> [STATED EXERCISE]:
Rewrite every line of the rows below as a JSON list of strings, one string per line, leaving out the blank lines.

[start PROVIDED RECORDS]

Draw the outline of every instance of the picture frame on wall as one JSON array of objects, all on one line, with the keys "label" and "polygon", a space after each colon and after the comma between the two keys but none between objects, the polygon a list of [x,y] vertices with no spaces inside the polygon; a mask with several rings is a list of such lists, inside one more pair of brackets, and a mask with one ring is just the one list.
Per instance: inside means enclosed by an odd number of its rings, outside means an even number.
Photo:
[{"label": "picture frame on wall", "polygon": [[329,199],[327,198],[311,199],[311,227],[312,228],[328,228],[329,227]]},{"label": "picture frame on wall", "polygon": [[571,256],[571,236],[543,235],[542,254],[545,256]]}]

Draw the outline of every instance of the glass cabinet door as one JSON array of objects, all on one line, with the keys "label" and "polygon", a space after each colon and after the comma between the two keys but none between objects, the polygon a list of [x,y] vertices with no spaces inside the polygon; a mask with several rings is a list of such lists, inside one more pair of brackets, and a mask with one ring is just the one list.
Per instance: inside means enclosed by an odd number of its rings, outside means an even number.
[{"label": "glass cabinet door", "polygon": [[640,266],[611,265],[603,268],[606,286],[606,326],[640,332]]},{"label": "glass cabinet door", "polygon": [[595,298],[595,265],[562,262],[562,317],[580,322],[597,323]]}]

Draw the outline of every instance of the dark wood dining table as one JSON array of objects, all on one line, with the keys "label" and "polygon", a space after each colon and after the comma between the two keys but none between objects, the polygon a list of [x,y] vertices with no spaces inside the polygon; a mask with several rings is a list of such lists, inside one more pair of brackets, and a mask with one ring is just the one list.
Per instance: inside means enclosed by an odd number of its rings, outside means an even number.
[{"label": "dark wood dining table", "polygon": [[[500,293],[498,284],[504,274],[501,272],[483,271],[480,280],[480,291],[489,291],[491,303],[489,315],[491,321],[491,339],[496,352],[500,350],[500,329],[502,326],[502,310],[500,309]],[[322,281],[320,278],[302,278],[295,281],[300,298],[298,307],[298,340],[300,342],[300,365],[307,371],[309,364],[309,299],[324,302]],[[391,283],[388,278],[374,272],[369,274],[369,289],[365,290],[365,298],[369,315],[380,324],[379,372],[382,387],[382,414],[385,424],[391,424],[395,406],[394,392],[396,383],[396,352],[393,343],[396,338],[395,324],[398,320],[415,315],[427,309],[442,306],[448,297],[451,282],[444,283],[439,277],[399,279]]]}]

[end PROVIDED RECORDS]

> [RESULT OF THIS EXERCISE]:
[
  "Draw the outline of every instance of the picture frame on wall as one JSON array of objects, all on one line, with the keys \"label\" and \"polygon\", a space after each colon and after the comma between the two keys but none between objects, the polygon a list of [x,y] vertices with no spaces inside the polygon; a mask with several rings is a list of such lists, inside one more pair of brackets, and a mask with one ring is just the one list.",
  "Per instance: inside means enclosed by an odd number of its rings, outside means an even number.",
  "Photo:",
  "[{\"label\": \"picture frame on wall\", \"polygon\": [[329,199],[327,198],[311,199],[311,227],[312,228],[328,228],[329,227]]},{\"label\": \"picture frame on wall\", \"polygon\": [[571,256],[571,236],[543,235],[542,254],[545,256]]}]",
  "Draw the outline of every instance of the glass cabinet door as one JSON array of objects, all on one line, with the keys \"label\" and \"polygon\", a space after each colon and after the comma between the two keys but none between objects, the polygon a list of [x,y] vertices with no spaces inside the polygon; a mask with several rings is a list of such lists, inside one more pair of brackets, and a mask with one ring is just the one list.",
  "Per instance: inside means enclosed by an odd number of its rings, outside means an even number.",
  "[{\"label\": \"glass cabinet door\", \"polygon\": [[640,266],[611,265],[603,268],[606,286],[606,326],[640,332]]},{\"label\": \"glass cabinet door\", \"polygon\": [[595,298],[595,265],[562,262],[562,317],[580,322],[597,323]]}]",
  "Draw the outline of every instance of the dark wood dining table as one JSON array of objects, all on one line, with the keys \"label\" and \"polygon\", a space after each colon and after the comma between the two keys but none between objects, the polygon a list of [x,y] vertices with no spaces inside the polygon; a mask with several rings is a list of such lists, inside one more pair of brackets, and a mask with one ring is just the one list.",
  "Per instance: inside means enclosed by an odd number of its rings, outside means an even number.",
  "[{\"label\": \"dark wood dining table\", \"polygon\": [[[500,293],[498,284],[504,274],[501,272],[483,271],[480,280],[480,291],[489,291],[491,303],[489,315],[491,321],[491,339],[496,352],[500,350],[500,329],[502,326],[502,310],[500,309]],[[322,281],[320,278],[302,278],[295,281],[300,298],[298,307],[298,340],[300,342],[300,365],[307,371],[309,364],[309,299],[324,302]],[[391,283],[388,278],[374,272],[369,274],[369,289],[365,290],[365,298],[369,315],[380,324],[379,372],[382,387],[382,414],[385,424],[391,424],[395,406],[394,392],[396,383],[396,352],[393,343],[396,338],[395,324],[398,320],[415,315],[427,309],[442,306],[448,297],[451,282],[444,283],[439,277],[399,279]]]}]"
]